▸ **Given exercise 1**: From the court excerpt below, list every distinct docket entry cited in the "Dkt. No." form, giving each number once.

▸ **Text segment**:
★ ★ ★ ★ ★ ★ ★

The Court emphasizes that "[t]he mere fact that the plaintiffs' damages are calculated in terms of [] taxes does not necessitate the conclusion that the plaintiffs' claim[s] must actually be... for a federal income tax refund." Childers v. New York & Presbyterian Hosp., No. 13 CIV. 5414 LGS, 2014 WL 2815676, at *8 (S.D.N.Y. June 23, 2014) (citing Mikulski v. Centerior Energy Corp., 501 F.3d 555, 565 (6th Cir. 2007)).

ii) Sections 7421 and 3102 of the IRC do not bar the Plaintiffs' claims.

With regard to Defendants' argument that Sections 7421 and 3102 of the IRC bar the Plaintiffs' benefits claim, the Court also disagrees. Defendants argue that, "Plaintiff claims that no more FICA taxes should be withheld from his benefit payments, " before concluding that the Plaintiffs' "claim is no different from a claim seeking to restrain the assessment or collection of FICA taxes and it is barred by IRC § 7421." Dkt. No. 103 at 21. Along the same lines, Defendants argue that Section 3102(b) bars Plaintiffs' claims. Dkt. No. 103 at 22-23.

Davidson's deposition indicates that he feels "Henkel should be paying whatever FICA is required, " because "Henkel created a mistake, " and "Henkel created a liability for retirees." Dkt. No. 104-1 at 4 (Davidson Dep. at 33:6-10). Plaintiff does not, however, state that no more FICA taxes should be withheld from his benefit payments. See Dkt. No. 111 at 13 (quoting Dkt. No. 18 at 2).

★ ★ ★ ★ ★ ★ ★

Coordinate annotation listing
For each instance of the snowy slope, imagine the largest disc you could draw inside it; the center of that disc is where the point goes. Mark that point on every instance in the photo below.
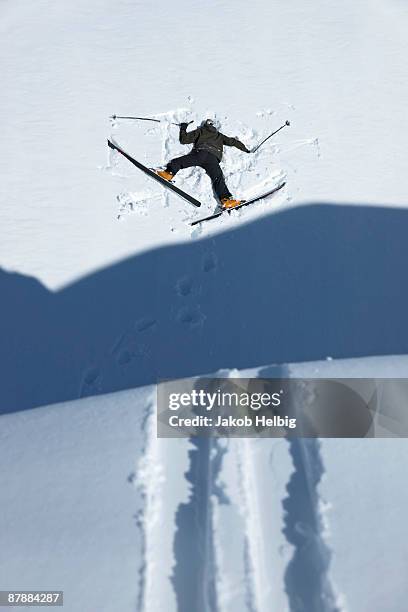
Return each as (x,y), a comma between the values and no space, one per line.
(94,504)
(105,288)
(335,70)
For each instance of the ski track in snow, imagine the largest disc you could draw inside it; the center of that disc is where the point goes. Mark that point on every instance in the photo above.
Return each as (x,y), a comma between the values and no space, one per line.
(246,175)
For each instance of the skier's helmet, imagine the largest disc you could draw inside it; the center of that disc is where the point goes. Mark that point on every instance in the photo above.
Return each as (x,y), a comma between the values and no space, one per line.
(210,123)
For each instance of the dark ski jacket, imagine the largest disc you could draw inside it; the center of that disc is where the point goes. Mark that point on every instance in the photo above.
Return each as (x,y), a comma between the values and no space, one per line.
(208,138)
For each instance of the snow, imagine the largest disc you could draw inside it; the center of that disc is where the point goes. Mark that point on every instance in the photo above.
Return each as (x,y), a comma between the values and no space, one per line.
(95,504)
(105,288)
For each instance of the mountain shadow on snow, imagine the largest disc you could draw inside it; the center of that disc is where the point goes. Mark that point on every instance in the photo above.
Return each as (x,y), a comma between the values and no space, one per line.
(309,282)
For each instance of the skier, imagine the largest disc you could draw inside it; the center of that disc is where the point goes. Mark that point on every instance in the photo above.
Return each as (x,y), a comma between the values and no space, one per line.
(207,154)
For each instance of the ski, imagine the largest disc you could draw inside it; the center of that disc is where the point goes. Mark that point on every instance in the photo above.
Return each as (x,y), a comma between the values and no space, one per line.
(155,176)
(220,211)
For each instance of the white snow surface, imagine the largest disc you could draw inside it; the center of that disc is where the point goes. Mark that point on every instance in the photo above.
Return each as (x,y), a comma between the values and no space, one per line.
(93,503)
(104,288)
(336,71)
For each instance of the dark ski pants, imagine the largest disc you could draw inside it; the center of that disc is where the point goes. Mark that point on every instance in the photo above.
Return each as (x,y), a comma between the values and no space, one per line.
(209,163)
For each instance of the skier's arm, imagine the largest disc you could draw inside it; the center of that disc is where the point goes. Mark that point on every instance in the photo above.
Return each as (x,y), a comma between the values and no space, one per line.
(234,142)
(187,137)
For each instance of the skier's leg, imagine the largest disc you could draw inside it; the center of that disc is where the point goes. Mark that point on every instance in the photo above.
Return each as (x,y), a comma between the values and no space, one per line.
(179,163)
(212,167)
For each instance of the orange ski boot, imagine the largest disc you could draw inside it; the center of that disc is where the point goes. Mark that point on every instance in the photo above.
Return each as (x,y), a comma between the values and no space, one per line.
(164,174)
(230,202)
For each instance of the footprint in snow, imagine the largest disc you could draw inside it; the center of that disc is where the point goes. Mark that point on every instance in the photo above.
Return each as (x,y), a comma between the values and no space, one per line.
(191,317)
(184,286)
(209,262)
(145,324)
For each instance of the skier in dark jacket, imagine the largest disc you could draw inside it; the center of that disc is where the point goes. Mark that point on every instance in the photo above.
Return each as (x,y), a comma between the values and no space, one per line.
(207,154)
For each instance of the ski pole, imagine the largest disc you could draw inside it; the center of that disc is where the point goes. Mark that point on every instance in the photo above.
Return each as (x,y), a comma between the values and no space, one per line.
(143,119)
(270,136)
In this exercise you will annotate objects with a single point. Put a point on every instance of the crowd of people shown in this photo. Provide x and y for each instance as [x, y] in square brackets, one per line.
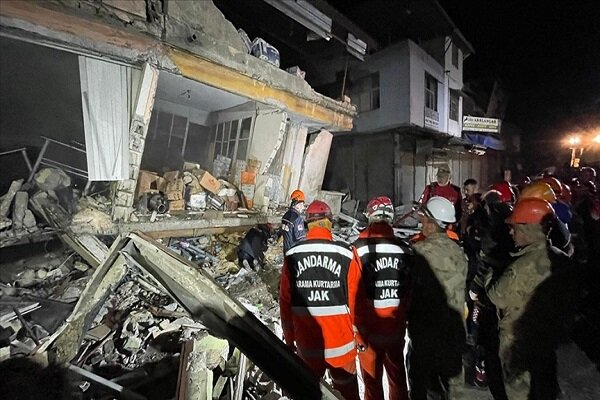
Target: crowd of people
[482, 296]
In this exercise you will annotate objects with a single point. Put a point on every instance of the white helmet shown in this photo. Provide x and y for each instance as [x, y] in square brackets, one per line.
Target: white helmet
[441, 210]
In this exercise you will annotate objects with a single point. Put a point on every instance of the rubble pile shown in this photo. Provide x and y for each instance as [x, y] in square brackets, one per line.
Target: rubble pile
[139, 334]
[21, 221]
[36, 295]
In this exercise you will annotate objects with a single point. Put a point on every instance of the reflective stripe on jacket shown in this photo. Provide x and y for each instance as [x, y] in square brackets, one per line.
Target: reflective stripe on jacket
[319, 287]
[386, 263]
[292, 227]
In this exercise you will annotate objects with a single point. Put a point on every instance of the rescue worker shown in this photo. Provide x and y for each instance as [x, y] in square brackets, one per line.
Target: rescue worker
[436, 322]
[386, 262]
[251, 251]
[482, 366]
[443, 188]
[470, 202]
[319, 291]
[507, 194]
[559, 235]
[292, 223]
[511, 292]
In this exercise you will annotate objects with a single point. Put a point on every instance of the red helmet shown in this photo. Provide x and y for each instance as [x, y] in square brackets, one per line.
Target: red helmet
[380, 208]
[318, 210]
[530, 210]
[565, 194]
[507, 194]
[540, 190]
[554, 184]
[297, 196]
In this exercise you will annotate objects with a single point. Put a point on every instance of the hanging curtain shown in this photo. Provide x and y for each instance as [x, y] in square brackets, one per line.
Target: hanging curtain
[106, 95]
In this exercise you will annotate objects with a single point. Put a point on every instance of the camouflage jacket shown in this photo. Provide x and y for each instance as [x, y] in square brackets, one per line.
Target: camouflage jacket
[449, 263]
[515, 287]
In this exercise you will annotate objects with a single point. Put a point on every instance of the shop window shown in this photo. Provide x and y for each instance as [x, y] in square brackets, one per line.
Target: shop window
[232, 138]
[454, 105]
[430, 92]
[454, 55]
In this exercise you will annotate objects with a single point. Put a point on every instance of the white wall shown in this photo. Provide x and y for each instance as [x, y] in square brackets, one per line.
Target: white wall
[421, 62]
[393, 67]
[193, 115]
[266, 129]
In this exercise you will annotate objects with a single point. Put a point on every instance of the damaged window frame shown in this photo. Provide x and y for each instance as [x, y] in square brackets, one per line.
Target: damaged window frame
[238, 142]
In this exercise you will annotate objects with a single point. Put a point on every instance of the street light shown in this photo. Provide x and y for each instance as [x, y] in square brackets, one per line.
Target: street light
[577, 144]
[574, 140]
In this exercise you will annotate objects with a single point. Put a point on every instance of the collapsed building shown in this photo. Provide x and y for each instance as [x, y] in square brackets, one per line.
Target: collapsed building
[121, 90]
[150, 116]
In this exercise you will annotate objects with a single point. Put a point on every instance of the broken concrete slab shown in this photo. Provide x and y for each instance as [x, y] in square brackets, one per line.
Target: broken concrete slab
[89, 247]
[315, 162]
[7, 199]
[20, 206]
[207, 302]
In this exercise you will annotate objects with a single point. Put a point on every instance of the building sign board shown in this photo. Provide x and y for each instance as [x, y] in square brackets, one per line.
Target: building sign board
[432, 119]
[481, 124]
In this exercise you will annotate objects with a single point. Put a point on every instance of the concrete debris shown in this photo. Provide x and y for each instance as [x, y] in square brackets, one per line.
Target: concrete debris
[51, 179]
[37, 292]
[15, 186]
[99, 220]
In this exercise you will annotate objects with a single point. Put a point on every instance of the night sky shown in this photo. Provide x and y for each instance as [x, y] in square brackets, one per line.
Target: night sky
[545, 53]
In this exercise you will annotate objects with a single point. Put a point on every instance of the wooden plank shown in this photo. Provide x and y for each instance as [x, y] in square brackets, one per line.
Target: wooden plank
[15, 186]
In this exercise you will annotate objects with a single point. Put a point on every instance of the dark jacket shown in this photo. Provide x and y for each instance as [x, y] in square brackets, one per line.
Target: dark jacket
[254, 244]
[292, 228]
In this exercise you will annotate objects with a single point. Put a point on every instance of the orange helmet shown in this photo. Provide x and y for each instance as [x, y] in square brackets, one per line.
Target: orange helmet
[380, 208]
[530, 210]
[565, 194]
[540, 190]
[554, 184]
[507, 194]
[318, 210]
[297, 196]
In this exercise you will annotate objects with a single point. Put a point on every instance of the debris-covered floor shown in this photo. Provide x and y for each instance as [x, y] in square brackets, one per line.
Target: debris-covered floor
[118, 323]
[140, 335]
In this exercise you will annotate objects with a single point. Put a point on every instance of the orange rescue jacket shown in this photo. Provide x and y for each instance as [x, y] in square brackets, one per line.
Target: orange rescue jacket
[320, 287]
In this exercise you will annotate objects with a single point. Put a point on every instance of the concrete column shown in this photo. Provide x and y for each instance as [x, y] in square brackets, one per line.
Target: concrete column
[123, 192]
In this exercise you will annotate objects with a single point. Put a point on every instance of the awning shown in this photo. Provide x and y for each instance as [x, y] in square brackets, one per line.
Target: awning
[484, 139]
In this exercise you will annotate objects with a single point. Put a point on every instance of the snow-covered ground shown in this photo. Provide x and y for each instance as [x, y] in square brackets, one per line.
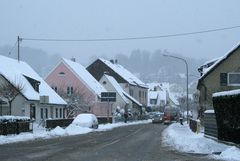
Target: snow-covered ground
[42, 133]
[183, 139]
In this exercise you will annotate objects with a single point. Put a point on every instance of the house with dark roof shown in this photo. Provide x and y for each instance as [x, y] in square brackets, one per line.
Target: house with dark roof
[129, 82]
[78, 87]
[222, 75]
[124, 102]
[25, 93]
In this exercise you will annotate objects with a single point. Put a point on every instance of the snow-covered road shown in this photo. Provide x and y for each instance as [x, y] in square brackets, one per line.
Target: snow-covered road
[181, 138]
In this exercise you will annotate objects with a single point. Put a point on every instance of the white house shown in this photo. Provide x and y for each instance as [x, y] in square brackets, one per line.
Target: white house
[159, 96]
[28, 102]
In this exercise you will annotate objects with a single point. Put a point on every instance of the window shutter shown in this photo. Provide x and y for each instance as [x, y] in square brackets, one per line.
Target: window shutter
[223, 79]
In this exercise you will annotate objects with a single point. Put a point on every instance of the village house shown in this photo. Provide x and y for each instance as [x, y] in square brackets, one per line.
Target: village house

★ ★ ★ ★ ★ ★ ★

▸ **Given exercise 2**: Count the lines of the listing above that contain the string "ground", treating case as significant. Give only the number.

▸ **Exercise response 1**:
Dkt. No. 103
Dkt. No. 104-1
Dkt. No. 111
Dkt. No. 18

▸ **Exercise response 2**: 2